◆ **Énoncé 1**
Modifiez dans les enregistrements le passage allant de la ligne qui contient « task: trace the outline of every instance of the grass » jusqu'à la fin des enregistrements : remplacez « grass patch » par « meadow » et laissez tout le reste intact.

# # # # #

En 1913, il écrit « Je tâtonne toujours dans le noir, mais je crois pouvoir trouver quelque chose entre la vue et l’ouïe. Je pense créer une figure en couleurs comme Bach l’a fait en musique« .
Voir également :
La primitive, 1913 huile sur toile 100 x 72,5 cm Centre Pompidou Paris.
Autour d’un point 1920 huile sur toile 194,5 x 200 cm Centre Pompidou Paris. Cercles et demi-cercles s’agencent dans une composition dynamique, déterminée par un point infime. Ce dispositif formel constitue pour Kupka autant la synthèse plastique du mouvement que la pulsion énergétique de la vie organique.

# # # # #

◆ **Énoncé 2**
Recopiez mot pour mot, dans l'extrait sur Kupka, le passage allant de « Autour d’un point » jusqu'à « la vie organique. ».

# # # # #

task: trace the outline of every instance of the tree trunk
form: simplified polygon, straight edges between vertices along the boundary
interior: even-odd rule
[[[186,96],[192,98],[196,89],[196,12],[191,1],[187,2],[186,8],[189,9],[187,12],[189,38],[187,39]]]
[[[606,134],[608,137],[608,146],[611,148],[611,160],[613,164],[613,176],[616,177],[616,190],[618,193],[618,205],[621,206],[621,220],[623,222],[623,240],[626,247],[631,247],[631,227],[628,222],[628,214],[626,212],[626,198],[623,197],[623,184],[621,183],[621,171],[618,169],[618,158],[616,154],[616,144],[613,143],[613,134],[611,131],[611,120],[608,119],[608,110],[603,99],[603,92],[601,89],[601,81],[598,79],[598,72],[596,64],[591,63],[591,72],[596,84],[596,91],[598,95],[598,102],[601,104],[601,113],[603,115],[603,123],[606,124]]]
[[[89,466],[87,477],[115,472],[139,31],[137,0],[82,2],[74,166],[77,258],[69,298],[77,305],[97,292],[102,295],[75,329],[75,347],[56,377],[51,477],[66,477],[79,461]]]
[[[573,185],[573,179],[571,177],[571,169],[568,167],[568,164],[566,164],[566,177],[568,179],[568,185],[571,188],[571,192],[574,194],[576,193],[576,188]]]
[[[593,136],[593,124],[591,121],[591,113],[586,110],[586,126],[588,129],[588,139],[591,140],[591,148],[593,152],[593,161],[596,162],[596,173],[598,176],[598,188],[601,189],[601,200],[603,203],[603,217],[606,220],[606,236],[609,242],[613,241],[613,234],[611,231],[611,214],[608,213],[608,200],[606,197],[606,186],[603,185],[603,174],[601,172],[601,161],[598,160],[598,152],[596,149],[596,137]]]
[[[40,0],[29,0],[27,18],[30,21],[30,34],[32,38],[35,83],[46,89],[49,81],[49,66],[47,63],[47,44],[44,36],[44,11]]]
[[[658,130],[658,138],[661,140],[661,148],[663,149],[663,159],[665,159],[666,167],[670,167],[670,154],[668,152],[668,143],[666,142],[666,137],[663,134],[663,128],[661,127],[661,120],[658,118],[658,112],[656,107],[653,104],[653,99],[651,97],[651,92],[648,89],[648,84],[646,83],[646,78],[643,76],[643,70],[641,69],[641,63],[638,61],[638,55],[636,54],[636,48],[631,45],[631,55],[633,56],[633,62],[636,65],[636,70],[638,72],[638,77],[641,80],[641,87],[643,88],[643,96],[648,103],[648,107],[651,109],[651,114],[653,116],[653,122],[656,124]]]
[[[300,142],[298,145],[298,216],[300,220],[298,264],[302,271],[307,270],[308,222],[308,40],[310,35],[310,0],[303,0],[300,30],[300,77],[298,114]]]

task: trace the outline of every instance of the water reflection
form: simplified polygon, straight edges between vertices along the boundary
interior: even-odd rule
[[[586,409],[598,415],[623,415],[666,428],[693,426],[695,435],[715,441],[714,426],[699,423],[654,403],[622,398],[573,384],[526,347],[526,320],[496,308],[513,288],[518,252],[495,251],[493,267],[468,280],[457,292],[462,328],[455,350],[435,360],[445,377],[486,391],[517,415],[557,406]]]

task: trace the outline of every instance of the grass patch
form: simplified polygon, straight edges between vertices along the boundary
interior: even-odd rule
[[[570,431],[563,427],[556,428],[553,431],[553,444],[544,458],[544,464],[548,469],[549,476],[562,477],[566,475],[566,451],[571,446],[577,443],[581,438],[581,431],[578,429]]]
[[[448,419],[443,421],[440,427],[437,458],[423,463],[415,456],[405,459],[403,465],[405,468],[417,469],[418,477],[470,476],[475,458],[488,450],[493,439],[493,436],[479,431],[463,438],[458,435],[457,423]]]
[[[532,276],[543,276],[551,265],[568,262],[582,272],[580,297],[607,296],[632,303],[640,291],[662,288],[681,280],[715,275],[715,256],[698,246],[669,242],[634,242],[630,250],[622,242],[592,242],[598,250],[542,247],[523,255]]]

# # # # #

◆ **Réponse correcte 1**
task: trace the outline of every instance of the meadow
form: simplified polygon, straight edges between vertices along the boundary
interior: even-odd rule
[[[570,431],[563,427],[556,428],[553,431],[553,444],[544,458],[544,464],[548,469],[549,476],[562,477],[566,475],[566,451],[571,446],[577,443],[581,438],[581,431],[578,429]]]
[[[448,419],[443,421],[440,427],[437,458],[423,463],[415,456],[405,459],[403,465],[405,468],[417,469],[418,477],[470,476],[475,458],[488,450],[493,439],[493,436],[479,431],[463,438],[458,435],[457,423]]]
[[[532,276],[543,276],[551,265],[568,262],[582,272],[580,297],[607,296],[632,303],[640,291],[662,288],[681,280],[715,275],[715,256],[698,246],[669,242],[634,242],[630,250],[622,242],[592,242],[598,250],[542,247],[523,255]]]

◆ **Réponse correcte 2**
Autour d’un point 1920 huile sur toile 194,5 x 200 cm Centre Pompidou Paris. Cercles et demi-cercles s’agencent dans une composition dynamique, déterminée par un point infime. Ce dispositif formel constitue pour Kupka autant la synthèse plastique du mouvement que la pulsion énergétique de la vie organique.